Task statement ::
Locate every line in the records that contains the word "black", and copy each one out. Case counts.

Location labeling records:
* * * *

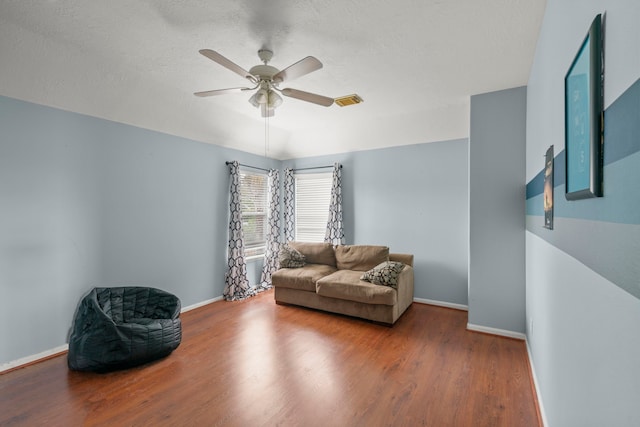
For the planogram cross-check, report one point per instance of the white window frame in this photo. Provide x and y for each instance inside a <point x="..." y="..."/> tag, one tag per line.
<point x="312" y="200"/>
<point x="254" y="249"/>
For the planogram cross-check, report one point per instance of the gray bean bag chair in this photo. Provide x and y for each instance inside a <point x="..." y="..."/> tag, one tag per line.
<point x="116" y="328"/>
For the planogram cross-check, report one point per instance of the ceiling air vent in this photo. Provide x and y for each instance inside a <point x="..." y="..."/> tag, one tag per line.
<point x="348" y="100"/>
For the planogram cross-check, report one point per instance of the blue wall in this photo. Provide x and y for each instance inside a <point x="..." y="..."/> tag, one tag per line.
<point x="496" y="211"/>
<point x="86" y="202"/>
<point x="413" y="199"/>
<point x="582" y="300"/>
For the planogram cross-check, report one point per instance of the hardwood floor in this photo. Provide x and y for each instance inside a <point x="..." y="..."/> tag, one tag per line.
<point x="255" y="363"/>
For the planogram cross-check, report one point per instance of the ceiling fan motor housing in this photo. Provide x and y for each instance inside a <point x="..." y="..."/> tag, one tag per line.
<point x="264" y="72"/>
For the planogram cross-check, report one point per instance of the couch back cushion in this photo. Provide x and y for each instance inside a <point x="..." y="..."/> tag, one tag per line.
<point x="360" y="257"/>
<point x="316" y="253"/>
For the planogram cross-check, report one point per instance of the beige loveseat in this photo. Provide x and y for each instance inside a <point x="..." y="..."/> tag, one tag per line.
<point x="330" y="281"/>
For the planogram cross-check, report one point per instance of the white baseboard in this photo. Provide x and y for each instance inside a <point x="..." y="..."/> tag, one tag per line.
<point x="33" y="358"/>
<point x="63" y="348"/>
<point x="201" y="304"/>
<point x="442" y="304"/>
<point x="495" y="331"/>
<point x="543" y="415"/>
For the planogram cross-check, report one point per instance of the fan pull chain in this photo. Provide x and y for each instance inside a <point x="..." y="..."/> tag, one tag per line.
<point x="266" y="135"/>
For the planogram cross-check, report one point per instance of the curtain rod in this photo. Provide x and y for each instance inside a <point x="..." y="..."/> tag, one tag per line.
<point x="299" y="169"/>
<point x="316" y="167"/>
<point x="249" y="166"/>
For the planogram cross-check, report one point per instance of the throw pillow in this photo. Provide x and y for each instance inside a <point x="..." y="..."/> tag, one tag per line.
<point x="289" y="257"/>
<point x="385" y="273"/>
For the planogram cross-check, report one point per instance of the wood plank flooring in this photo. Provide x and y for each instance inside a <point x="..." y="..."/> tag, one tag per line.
<point x="255" y="363"/>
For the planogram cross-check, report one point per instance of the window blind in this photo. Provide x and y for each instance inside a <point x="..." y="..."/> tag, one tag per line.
<point x="312" y="198"/>
<point x="253" y="200"/>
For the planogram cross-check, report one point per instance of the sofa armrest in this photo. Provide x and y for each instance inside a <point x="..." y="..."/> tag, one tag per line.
<point x="405" y="288"/>
<point x="403" y="258"/>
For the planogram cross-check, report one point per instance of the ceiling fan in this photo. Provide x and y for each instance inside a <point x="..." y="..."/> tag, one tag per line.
<point x="266" y="80"/>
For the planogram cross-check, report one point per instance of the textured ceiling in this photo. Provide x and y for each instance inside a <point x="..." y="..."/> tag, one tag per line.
<point x="415" y="63"/>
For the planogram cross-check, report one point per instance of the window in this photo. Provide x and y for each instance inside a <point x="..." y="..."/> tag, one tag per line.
<point x="312" y="199"/>
<point x="253" y="200"/>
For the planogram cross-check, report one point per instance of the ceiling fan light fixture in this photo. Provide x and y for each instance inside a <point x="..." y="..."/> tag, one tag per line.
<point x="275" y="100"/>
<point x="254" y="101"/>
<point x="344" y="101"/>
<point x="266" y="110"/>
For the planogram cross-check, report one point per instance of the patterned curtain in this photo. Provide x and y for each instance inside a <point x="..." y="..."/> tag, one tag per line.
<point x="289" y="200"/>
<point x="335" y="228"/>
<point x="236" y="283"/>
<point x="273" y="231"/>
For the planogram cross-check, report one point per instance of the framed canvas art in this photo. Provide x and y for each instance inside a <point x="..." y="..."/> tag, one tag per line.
<point x="548" y="189"/>
<point x="583" y="87"/>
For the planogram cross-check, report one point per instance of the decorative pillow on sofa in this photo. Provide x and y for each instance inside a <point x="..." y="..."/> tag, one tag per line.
<point x="360" y="257"/>
<point x="289" y="257"/>
<point x="385" y="273"/>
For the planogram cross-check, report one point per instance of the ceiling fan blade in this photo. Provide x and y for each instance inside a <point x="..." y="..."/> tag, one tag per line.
<point x="325" y="101"/>
<point x="221" y="91"/>
<point x="304" y="66"/>
<point x="216" y="57"/>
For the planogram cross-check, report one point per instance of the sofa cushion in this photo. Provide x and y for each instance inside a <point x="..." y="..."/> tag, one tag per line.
<point x="304" y="278"/>
<point x="385" y="273"/>
<point x="289" y="257"/>
<point x="360" y="257"/>
<point x="316" y="253"/>
<point x="346" y="285"/>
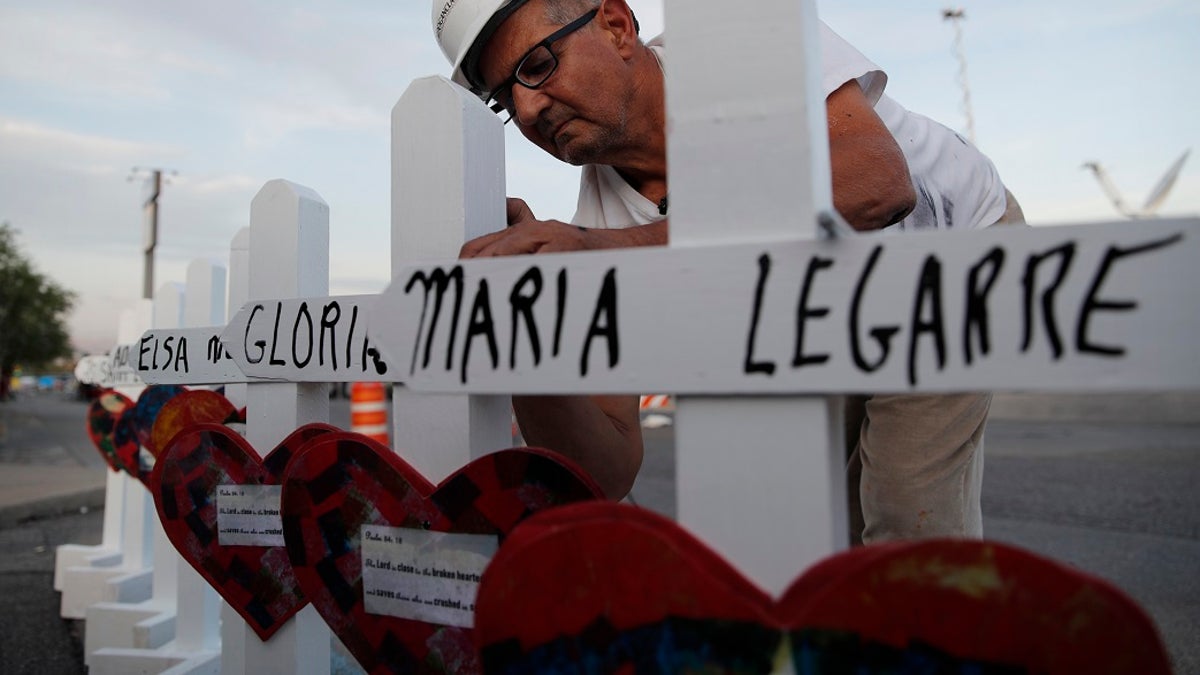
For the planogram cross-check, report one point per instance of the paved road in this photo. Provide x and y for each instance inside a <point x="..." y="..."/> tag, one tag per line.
<point x="1103" y="483"/>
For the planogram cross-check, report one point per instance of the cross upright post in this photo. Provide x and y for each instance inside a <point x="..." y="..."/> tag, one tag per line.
<point x="749" y="160"/>
<point x="288" y="257"/>
<point x="435" y="210"/>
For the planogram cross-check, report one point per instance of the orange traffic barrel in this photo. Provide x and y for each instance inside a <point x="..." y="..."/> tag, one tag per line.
<point x="369" y="410"/>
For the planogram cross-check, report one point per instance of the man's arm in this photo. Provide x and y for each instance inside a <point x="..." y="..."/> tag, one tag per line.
<point x="601" y="434"/>
<point x="527" y="234"/>
<point x="871" y="186"/>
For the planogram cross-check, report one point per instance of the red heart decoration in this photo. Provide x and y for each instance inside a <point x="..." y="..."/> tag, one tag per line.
<point x="342" y="482"/>
<point x="257" y="581"/>
<point x="623" y="590"/>
<point x="150" y="402"/>
<point x="112" y="431"/>
<point x="187" y="410"/>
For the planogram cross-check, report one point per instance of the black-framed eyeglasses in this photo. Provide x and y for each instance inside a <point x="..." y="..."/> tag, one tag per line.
<point x="534" y="69"/>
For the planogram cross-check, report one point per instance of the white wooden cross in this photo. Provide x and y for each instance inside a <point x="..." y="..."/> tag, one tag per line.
<point x="755" y="322"/>
<point x="83" y="573"/>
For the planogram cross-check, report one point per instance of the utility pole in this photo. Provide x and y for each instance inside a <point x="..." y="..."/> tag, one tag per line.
<point x="150" y="223"/>
<point x="957" y="17"/>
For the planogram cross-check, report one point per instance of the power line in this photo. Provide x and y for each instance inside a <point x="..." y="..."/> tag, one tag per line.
<point x="955" y="17"/>
<point x="150" y="221"/>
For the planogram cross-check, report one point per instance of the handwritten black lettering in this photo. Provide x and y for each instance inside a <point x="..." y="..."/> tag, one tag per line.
<point x="329" y="317"/>
<point x="562" y="311"/>
<point x="749" y="364"/>
<point x="522" y="308"/>
<point x="1093" y="303"/>
<point x="480" y="323"/>
<point x="882" y="334"/>
<point x="436" y="284"/>
<point x="1066" y="255"/>
<point x="803" y="312"/>
<point x="275" y="336"/>
<point x="215" y="350"/>
<point x="604" y="323"/>
<point x="259" y="344"/>
<point x="304" y="314"/>
<point x="929" y="291"/>
<point x="977" y="317"/>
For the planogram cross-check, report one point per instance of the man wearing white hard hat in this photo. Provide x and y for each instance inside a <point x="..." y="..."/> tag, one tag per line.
<point x="577" y="81"/>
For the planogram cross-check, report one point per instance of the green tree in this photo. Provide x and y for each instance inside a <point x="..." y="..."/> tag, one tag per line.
<point x="33" y="312"/>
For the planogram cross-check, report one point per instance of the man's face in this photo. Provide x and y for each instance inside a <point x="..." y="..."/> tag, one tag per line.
<point x="579" y="114"/>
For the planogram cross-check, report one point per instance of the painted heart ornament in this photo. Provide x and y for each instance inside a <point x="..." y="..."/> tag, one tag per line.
<point x="219" y="502"/>
<point x="601" y="587"/>
<point x="390" y="561"/>
<point x="112" y="431"/>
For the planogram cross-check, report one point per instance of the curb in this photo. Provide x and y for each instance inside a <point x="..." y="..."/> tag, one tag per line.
<point x="52" y="507"/>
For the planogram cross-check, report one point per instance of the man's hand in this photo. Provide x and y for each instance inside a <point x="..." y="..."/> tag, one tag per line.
<point x="527" y="234"/>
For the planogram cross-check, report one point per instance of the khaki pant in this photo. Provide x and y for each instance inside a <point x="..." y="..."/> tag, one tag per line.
<point x="916" y="461"/>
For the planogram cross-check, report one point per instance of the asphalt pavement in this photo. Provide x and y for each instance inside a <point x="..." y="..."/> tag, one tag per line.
<point x="1104" y="483"/>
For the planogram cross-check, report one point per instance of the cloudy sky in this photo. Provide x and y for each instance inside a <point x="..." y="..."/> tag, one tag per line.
<point x="233" y="94"/>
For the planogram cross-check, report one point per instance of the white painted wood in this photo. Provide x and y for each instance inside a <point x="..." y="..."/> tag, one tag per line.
<point x="447" y="187"/>
<point x="288" y="257"/>
<point x="82" y="573"/>
<point x="137" y="628"/>
<point x="306" y="340"/>
<point x="196" y="603"/>
<point x="749" y="144"/>
<point x="960" y="311"/>
<point x="234" y="631"/>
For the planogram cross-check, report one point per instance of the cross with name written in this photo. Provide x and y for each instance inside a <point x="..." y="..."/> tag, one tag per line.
<point x="754" y="321"/>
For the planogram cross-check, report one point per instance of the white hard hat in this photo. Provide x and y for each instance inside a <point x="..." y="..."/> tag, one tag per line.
<point x="460" y="24"/>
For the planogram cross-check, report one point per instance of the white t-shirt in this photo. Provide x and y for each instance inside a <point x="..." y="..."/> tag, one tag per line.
<point x="957" y="185"/>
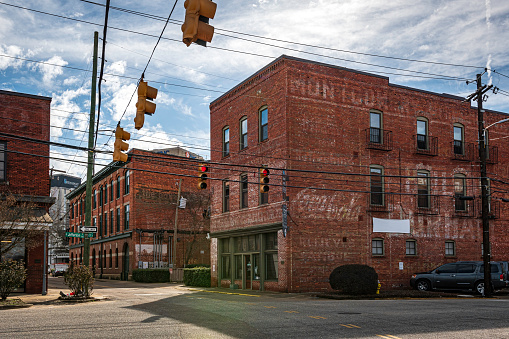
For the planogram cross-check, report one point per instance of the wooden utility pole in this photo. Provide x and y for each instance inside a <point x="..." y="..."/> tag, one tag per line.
<point x="90" y="165"/>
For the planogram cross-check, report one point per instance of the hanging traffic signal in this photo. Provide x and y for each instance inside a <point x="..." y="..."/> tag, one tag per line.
<point x="143" y="106"/>
<point x="196" y="27"/>
<point x="202" y="176"/>
<point x="120" y="145"/>
<point x="264" y="180"/>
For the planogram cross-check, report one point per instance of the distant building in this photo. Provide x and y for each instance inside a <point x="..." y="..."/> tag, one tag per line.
<point x="134" y="207"/>
<point x="24" y="174"/>
<point x="58" y="247"/>
<point x="362" y="171"/>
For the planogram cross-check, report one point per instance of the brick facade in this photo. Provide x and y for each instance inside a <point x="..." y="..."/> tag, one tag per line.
<point x="27" y="167"/>
<point x="151" y="200"/>
<point x="319" y="133"/>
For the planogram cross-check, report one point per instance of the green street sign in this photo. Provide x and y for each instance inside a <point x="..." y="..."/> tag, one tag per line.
<point x="78" y="235"/>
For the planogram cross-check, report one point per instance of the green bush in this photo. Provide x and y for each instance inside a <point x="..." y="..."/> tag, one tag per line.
<point x="198" y="276"/>
<point x="80" y="280"/>
<point x="12" y="276"/>
<point x="354" y="279"/>
<point x="151" y="275"/>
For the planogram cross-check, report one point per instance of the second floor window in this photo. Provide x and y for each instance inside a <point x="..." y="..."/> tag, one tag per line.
<point x="264" y="124"/>
<point x="243" y="133"/>
<point x="375" y="127"/>
<point x="376" y="183"/>
<point x="243" y="191"/>
<point x="127" y="182"/>
<point x="458" y="139"/>
<point x="422" y="133"/>
<point x="423" y="190"/>
<point x="226" y="141"/>
<point x="226" y="196"/>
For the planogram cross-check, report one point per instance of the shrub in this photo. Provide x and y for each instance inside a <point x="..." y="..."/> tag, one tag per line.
<point x="12" y="275"/>
<point x="354" y="279"/>
<point x="151" y="275"/>
<point x="80" y="280"/>
<point x="198" y="276"/>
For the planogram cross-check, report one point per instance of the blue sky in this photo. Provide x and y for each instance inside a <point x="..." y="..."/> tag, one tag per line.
<point x="46" y="49"/>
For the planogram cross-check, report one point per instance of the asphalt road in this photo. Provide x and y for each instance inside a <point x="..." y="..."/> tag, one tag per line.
<point x="172" y="311"/>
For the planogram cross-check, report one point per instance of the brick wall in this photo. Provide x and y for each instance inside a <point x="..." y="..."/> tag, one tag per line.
<point x="318" y="116"/>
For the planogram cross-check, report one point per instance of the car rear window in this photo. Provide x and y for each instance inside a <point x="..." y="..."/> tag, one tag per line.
<point x="493" y="268"/>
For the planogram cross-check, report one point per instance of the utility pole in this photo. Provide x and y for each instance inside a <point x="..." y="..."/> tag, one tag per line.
<point x="90" y="165"/>
<point x="484" y="188"/>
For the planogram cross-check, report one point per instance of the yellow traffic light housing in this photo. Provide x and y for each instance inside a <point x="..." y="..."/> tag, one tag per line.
<point x="202" y="176"/>
<point x="264" y="180"/>
<point x="120" y="145"/>
<point x="145" y="92"/>
<point x="196" y="27"/>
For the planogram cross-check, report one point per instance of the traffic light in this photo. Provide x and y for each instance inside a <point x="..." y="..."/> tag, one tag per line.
<point x="143" y="106"/>
<point x="202" y="177"/>
<point x="120" y="145"/>
<point x="264" y="180"/>
<point x="196" y="27"/>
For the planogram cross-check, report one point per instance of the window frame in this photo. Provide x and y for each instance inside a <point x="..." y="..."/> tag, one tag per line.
<point x="421" y="175"/>
<point x="412" y="249"/>
<point x="226" y="143"/>
<point x="423" y="144"/>
<point x="371" y="186"/>
<point x="263" y="127"/>
<point x="243" y="141"/>
<point x="374" y="249"/>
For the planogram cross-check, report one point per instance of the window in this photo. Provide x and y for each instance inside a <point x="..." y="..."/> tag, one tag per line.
<point x="226" y="196"/>
<point x="411" y="247"/>
<point x="127" y="182"/>
<point x="423" y="188"/>
<point x="126" y="217"/>
<point x="459" y="147"/>
<point x="118" y="219"/>
<point x="263" y="124"/>
<point x="377" y="247"/>
<point x="450" y="248"/>
<point x="422" y="133"/>
<point x="111" y="222"/>
<point x="243" y="133"/>
<point x="105" y="223"/>
<point x="3" y="161"/>
<point x="375" y="127"/>
<point x="243" y="191"/>
<point x="459" y="191"/>
<point x="376" y="183"/>
<point x="226" y="141"/>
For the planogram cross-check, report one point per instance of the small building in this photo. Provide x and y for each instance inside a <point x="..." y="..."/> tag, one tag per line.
<point x="24" y="177"/>
<point x="322" y="166"/>
<point x="135" y="209"/>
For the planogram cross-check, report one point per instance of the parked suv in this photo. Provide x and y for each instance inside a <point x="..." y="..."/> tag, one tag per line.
<point x="461" y="275"/>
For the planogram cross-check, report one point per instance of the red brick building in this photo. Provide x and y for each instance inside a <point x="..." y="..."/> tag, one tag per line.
<point x="134" y="206"/>
<point x="373" y="174"/>
<point x="24" y="173"/>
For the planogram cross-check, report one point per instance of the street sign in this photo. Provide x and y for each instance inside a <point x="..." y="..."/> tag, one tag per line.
<point x="88" y="229"/>
<point x="78" y="235"/>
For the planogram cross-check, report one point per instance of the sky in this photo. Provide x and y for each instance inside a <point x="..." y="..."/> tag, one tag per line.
<point x="46" y="49"/>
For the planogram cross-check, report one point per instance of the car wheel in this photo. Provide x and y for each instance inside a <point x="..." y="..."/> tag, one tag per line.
<point x="423" y="285"/>
<point x="479" y="288"/>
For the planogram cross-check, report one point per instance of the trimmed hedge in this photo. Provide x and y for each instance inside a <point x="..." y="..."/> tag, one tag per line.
<point x="151" y="275"/>
<point x="198" y="276"/>
<point x="354" y="279"/>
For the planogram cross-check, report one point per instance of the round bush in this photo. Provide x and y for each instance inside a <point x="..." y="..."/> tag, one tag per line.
<point x="354" y="279"/>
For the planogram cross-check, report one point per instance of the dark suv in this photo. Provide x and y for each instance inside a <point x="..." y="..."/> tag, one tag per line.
<point x="461" y="275"/>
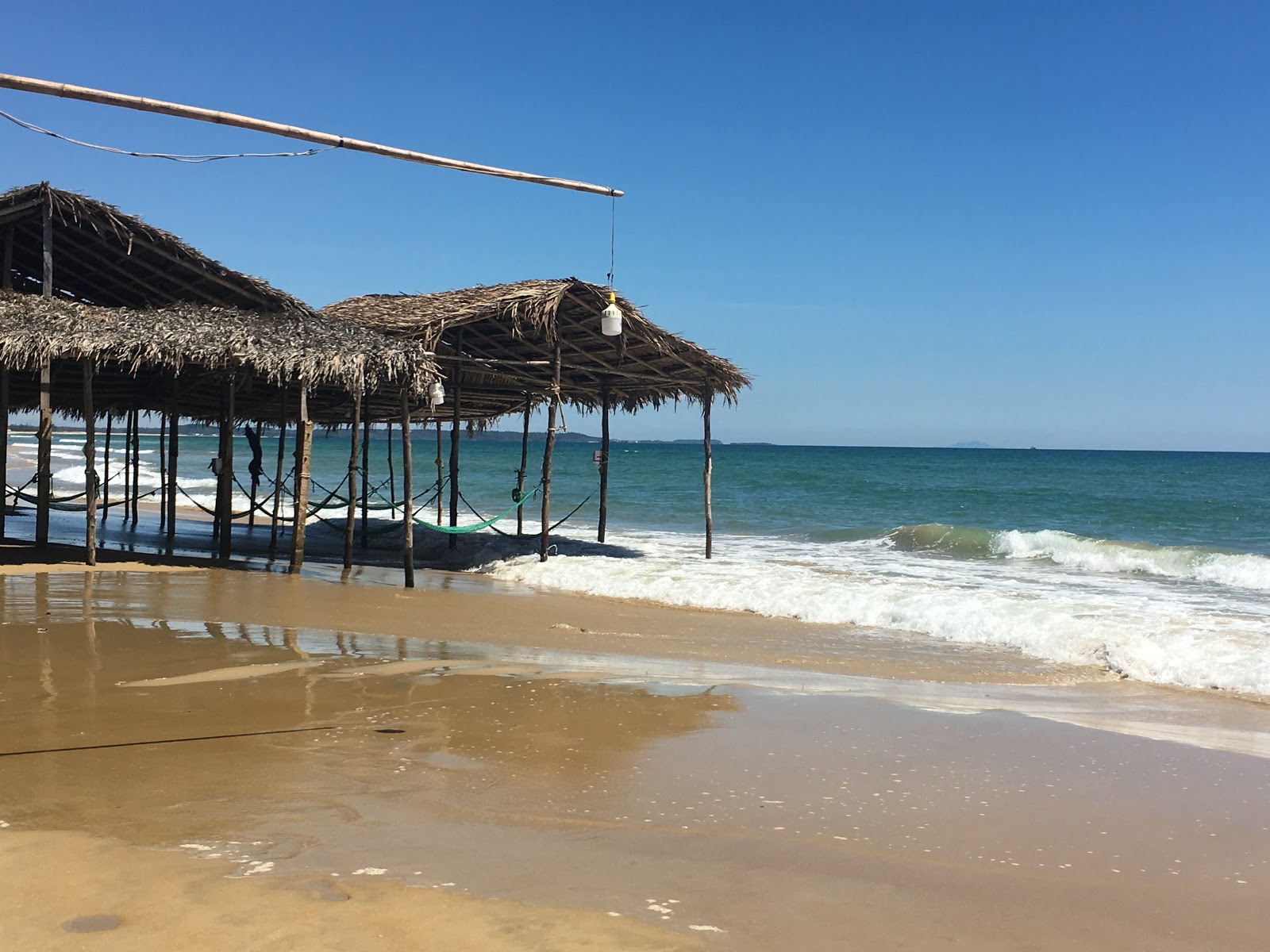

* * * *

Complete answer ::
For the planogram cross-check, report one point per instance of the black-framed eyeglasses in this photo. Provide x and y for each instance inside a <point x="..." y="..."/> tag, one tag per line.
For the planogram cross-check, report one point per instance of the handwritten black lettering in this photo. Provide x and y for each instance inside a <point x="..." y="..."/> tag, one tag per line.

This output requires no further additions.